**Extract:**

------------------------------------------------------------------------

United States District Court, D. Maryland

January 17, 2018

REGINALD GILES, Prisoner Identification No. 3334399, Petitioner,
v.
STATE OF MARYLAND and WARDEN PHILLIP MORGAN, Respondents.

          MEMORANDUM OPINION

          THEODORE D. CHUANG UNITED STATES DISTRICT JUDGE.

         Petitioner Reginald Giles, who is currently confined at the Maryland Correctional Training Center, has filed a Petition for a Writ of Habeas Corpus pursuant to 28 U.S.C. § 2254. For the reasons set forth below, the Petition is DENIED.

         BACKGROUND

         On August 24, 2010, Giles was charged in the Circuit Court for Caroline County, Maryland (“the circuit court”) with possession with intent to distribute narcotics, possession of narcotics, and possession of drug paraphernalia. The case, State v. Giles, No. K-10-8374 (Cir. Ct. Caroline Cty. 2010) (“Case 8374”), available at http://casesearch.courts.state. md.us/casesearch/, was scheduled for trial on December 14, 2010. The Assistant State's Attorney (“ASA”) and defense counsel engaged in plea negotiations prior to the trial date. On December 14, believing that a plea agreement had been reached, the ASA released the prosecution's witnesses from appearing on that date. When Giles proved unwilling to plead guilty, the ASA was not prepared to proceed to trial and requested a continuance. The trial judge, who was a visiting judge, stated that he did not have the authority to grant a continuance. The Administrative Judge, who did have the necessary authority, was unavailable. The trial judge then noted that if the State entered a nolle prosequi, it could still re-indict Giles on the same charges. Based on this suggestion, the State entered a nolle prosequi in Case 8374.

         On February 9, 2011, Giles was indicted on the same charges in a new case, State v. Giles, No. K-11-8607 (Cir. Ct. Caroline Cty. 2011) (“Case 8607”), available at http://casesearch. courts.state.md.us/casesearch/. Defense counsel moved to dismiss the charges on the basis that Giles's right to a speedy trial had been denied. The motion to dismiss was argued and denied on August 10, 2011. On August 17, 2011, following a jury trial, Giles was convicted of possession with intent to distribute cocaine and possession of cocaine. Giles was acquitted of possession of drug paraphernalia. On December 6, 2011, Giles was sentenced to the 10-year mandatory minimum term of imprisonment.

------------------------------------------------------------------------

**Dataset records:**
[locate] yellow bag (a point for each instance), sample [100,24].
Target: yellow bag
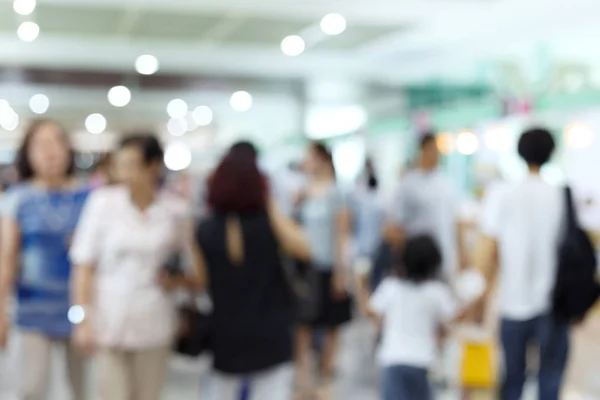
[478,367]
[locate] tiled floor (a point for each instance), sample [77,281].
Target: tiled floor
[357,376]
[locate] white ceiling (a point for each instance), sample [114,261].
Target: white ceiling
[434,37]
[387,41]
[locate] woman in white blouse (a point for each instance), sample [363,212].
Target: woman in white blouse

------------------------------------------------------------------------

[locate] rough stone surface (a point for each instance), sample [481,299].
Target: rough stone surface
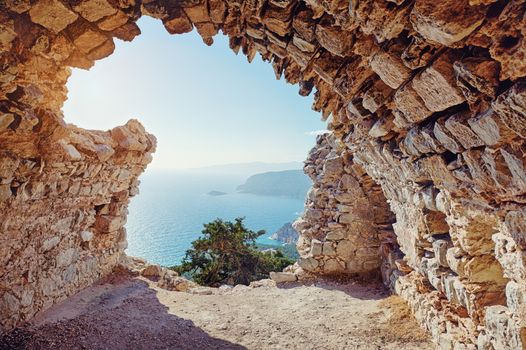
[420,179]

------------------------------------------------------------------------

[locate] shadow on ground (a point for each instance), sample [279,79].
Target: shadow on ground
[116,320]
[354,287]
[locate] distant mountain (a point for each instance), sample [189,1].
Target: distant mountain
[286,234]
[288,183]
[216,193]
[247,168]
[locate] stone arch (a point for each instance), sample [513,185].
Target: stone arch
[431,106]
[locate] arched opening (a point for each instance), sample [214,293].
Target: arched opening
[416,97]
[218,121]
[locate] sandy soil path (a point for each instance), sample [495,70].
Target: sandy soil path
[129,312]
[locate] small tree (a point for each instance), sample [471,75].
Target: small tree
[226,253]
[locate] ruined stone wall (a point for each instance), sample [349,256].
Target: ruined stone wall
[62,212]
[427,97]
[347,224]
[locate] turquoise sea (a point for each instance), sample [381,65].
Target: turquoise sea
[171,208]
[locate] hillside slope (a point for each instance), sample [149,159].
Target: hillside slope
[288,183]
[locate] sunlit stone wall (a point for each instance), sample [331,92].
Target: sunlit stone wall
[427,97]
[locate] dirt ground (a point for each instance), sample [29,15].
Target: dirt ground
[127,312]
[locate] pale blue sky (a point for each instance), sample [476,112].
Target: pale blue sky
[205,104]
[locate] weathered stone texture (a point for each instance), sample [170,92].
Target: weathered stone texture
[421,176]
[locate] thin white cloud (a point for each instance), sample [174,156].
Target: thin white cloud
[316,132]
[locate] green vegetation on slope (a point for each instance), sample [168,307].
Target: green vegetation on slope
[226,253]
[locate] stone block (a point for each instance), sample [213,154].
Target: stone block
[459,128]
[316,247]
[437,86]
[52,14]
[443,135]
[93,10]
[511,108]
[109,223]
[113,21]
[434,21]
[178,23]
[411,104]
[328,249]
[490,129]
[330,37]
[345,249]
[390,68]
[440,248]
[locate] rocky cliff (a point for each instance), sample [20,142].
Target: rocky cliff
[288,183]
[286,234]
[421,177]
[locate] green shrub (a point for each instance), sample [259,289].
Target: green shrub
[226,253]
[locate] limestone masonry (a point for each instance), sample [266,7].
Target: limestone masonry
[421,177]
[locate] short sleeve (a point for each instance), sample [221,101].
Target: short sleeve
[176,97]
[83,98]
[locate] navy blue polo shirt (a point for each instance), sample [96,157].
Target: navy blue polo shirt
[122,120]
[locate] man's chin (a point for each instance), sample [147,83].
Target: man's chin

------------------------------------------------------------------------

**Set of tasks:**
1. According to the court opinion, on what date was Giles sentenced?
2. Copy the records from the line containing "[locate] yellow bag" through the line containing "Target: woman in white blouse", replacing "white ceiling" with "bright ceiling" and changing nothing else. Leave the pictures out.
The court opinion and the records are unrelated material.

**Exercise results:**
1. December 6, 2011.

2.
[locate] yellow bag (a point for each instance), sample [100,24].
Target: yellow bag
[478,367]
[locate] tiled floor (a point for each instance), sample [77,281].
Target: tiled floor
[357,376]
[locate] bright ceiling (a point for each instance), sample [114,261].
Target: bright ceiling
[434,37]
[387,41]
[locate] woman in white blouse (a point for each instance), sample [363,212].
Target: woman in white blouse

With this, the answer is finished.